§ **REQUIREMENTS**
Find every line in the items below that contains the word "roof", and copy each of those lines. Matching is case-sensitive.

§ **DATA**
--- BEGIN ---

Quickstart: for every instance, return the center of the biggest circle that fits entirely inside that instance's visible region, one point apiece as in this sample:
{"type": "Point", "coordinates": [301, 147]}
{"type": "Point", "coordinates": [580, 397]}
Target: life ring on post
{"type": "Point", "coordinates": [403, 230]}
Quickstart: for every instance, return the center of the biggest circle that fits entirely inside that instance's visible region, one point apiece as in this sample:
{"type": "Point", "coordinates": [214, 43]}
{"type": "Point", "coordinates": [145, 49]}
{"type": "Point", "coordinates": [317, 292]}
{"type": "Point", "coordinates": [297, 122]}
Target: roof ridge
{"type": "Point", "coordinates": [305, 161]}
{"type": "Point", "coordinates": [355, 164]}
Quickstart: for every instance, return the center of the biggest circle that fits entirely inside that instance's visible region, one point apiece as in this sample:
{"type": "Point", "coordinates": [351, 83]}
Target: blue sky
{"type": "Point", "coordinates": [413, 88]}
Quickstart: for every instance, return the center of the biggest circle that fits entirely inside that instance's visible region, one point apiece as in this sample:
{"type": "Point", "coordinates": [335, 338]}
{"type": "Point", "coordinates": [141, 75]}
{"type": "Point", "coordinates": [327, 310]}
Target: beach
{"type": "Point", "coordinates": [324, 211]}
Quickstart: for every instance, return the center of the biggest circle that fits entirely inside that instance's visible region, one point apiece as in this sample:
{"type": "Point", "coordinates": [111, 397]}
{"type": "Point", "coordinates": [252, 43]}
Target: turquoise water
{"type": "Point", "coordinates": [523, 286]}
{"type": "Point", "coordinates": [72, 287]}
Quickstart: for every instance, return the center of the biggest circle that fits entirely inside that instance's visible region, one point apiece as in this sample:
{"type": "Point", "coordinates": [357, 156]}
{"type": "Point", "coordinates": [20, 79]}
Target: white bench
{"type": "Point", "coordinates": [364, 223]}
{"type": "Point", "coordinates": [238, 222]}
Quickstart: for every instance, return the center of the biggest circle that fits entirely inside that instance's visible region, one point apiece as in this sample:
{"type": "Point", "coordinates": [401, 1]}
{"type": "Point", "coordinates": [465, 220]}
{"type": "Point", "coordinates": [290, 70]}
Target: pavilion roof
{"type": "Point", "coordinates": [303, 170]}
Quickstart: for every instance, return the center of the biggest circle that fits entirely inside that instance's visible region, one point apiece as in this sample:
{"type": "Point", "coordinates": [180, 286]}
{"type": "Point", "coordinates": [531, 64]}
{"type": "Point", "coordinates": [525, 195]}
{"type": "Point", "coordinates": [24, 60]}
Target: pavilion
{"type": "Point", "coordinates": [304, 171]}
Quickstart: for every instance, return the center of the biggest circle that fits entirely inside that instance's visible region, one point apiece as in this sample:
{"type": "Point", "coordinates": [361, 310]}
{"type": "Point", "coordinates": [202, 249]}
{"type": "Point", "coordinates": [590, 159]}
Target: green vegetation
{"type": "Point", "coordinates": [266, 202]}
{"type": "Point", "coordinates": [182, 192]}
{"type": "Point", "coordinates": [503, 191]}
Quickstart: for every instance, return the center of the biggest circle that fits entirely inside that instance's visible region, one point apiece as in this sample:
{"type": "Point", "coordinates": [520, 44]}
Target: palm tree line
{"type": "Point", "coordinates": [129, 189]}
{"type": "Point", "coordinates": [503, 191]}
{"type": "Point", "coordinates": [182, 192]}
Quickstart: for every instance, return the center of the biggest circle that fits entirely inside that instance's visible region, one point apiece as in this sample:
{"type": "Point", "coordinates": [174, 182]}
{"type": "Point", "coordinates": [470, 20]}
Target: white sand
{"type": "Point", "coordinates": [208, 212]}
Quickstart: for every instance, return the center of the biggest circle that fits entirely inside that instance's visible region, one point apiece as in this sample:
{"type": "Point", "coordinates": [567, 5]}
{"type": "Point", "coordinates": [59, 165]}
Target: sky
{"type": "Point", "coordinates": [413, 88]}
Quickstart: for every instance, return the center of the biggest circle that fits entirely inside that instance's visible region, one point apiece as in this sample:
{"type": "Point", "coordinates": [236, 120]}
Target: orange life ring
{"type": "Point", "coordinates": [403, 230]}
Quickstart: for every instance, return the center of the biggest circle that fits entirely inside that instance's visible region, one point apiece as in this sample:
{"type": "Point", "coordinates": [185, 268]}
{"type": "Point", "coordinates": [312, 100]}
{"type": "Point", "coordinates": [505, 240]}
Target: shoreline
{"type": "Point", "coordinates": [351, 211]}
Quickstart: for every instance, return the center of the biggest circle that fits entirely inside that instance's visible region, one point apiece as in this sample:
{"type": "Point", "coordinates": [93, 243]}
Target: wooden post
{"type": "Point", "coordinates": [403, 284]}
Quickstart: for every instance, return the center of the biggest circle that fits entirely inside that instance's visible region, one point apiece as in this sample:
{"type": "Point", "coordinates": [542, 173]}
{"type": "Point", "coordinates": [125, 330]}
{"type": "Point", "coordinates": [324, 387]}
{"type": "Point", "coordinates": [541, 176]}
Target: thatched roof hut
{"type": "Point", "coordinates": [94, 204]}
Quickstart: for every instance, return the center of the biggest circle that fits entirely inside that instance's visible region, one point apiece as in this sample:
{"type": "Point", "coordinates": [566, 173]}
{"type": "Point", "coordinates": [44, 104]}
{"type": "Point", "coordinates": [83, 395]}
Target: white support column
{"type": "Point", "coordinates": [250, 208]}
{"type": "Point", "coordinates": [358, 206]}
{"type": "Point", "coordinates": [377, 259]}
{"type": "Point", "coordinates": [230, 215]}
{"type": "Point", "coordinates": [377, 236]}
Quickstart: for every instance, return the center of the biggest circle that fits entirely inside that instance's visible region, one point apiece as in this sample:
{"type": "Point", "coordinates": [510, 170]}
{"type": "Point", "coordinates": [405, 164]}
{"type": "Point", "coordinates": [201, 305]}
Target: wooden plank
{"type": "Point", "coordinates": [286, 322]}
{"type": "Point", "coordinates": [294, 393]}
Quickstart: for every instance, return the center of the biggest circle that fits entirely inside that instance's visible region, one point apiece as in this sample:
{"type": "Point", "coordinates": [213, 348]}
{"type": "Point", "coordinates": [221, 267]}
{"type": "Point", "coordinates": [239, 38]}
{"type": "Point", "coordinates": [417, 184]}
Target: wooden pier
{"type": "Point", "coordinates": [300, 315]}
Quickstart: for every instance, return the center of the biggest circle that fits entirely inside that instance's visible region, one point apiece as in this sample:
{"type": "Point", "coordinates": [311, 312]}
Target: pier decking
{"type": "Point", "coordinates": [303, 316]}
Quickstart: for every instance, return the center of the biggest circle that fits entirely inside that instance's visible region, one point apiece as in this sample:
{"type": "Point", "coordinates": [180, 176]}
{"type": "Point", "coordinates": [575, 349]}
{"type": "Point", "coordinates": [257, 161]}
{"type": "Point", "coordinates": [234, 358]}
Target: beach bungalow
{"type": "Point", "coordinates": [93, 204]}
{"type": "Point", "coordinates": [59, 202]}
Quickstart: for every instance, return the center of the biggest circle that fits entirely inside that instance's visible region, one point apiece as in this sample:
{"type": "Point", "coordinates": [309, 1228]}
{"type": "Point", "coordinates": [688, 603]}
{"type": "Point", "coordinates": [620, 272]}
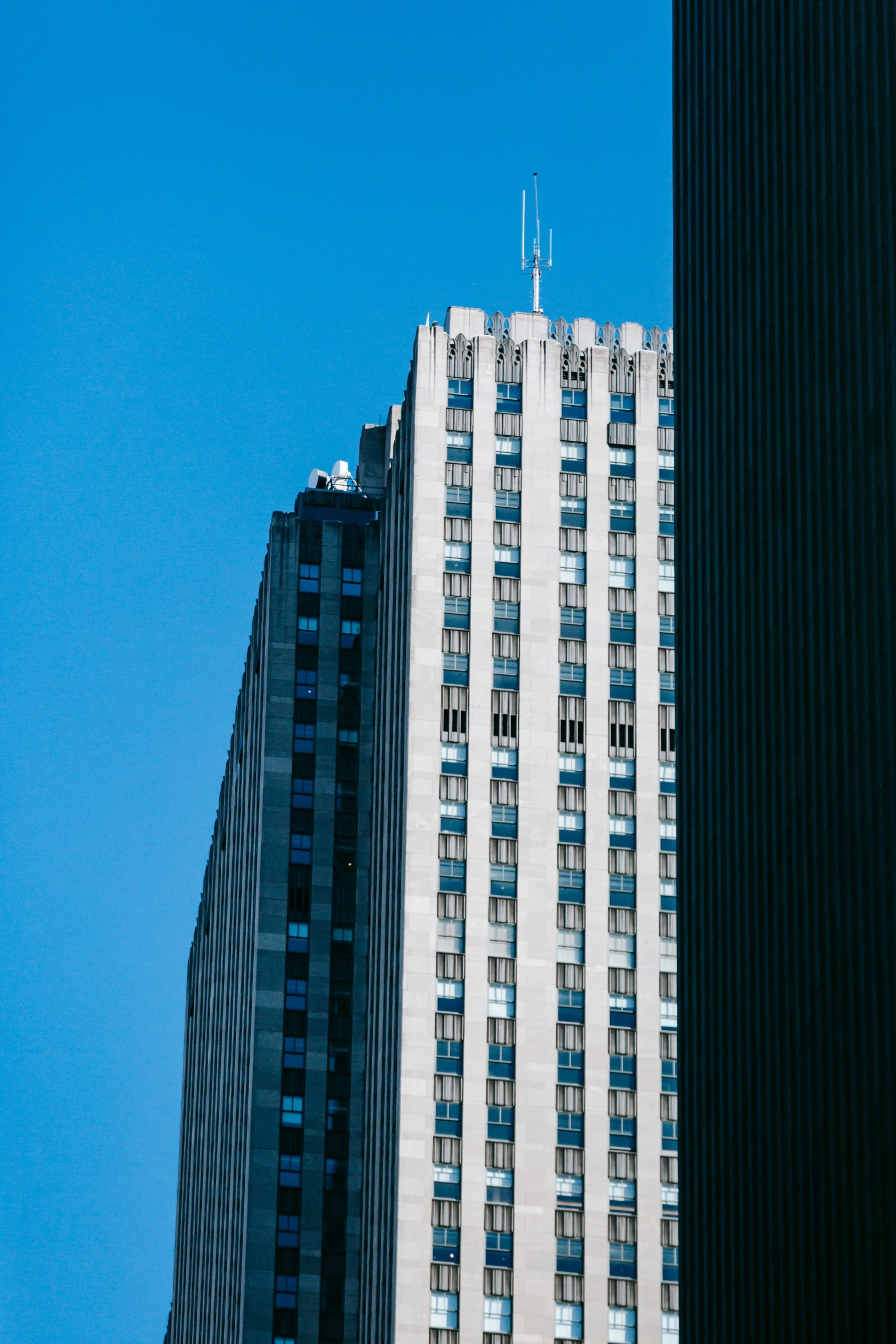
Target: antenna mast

--- END ---

§ **RESULT FOR THIS EXERCISE**
Target: roof ridge
Target: pavilion roof
Target: thatched roof hut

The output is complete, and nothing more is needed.